___ Dataset records ___
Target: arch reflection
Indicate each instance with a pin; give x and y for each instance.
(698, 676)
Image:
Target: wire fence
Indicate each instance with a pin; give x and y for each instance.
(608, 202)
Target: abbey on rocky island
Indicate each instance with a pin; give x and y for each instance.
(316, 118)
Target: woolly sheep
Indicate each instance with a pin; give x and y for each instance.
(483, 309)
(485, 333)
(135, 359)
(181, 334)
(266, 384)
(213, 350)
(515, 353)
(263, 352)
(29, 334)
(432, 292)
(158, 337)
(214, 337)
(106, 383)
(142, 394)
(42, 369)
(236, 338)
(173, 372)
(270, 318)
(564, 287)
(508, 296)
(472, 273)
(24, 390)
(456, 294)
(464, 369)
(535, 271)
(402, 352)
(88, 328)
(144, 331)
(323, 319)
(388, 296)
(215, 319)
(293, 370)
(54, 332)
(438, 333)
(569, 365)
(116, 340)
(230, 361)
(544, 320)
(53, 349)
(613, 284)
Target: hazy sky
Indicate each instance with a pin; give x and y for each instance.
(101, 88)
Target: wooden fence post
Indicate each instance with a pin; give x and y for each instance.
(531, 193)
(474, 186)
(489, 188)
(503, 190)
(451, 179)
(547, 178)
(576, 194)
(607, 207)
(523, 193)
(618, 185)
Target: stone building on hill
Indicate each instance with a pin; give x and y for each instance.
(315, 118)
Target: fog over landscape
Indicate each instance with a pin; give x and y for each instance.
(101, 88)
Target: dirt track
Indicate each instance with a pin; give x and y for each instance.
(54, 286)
___
**What is expected**
Exactly and only the lines from the one containing "Target: wire fence" to the end of the entries above are to be written out.

**Output**
Target: wire fence
Indicate each instance with a pin; give x and y for each instance.
(608, 202)
Target: abbey on rocky island
Indicate each instance with a pin; give x and y for each instance.
(316, 118)
Target: woolly sheep
Indicate each instance with a pin; give x and y for each instance.
(483, 309)
(485, 333)
(135, 359)
(181, 334)
(266, 384)
(213, 350)
(515, 353)
(263, 352)
(29, 334)
(432, 292)
(158, 337)
(214, 337)
(106, 383)
(142, 394)
(42, 369)
(236, 338)
(173, 372)
(270, 318)
(564, 287)
(508, 296)
(472, 273)
(24, 390)
(456, 294)
(464, 369)
(535, 271)
(402, 352)
(88, 328)
(144, 331)
(323, 319)
(388, 296)
(215, 319)
(293, 370)
(54, 332)
(438, 333)
(569, 365)
(116, 340)
(230, 361)
(544, 320)
(53, 349)
(613, 284)
Target: hazy sky
Indicate each instance with a pin; give x and y for each instance.
(101, 88)
Target: wooden fence post
Indicate each instance with a pin; give x and y for each instance.
(531, 193)
(474, 186)
(489, 188)
(503, 190)
(451, 179)
(547, 178)
(576, 194)
(607, 207)
(523, 193)
(618, 185)
Target: stone building on hill
Indicate each instance with a pin; give x and y for each instance.
(315, 118)
Target: fog over landscape
Indicate each instance with a pin; give x and y for each instance.
(101, 88)
Target: dirt track
Indicate each instance with a pin; give x and y for each instance.
(54, 286)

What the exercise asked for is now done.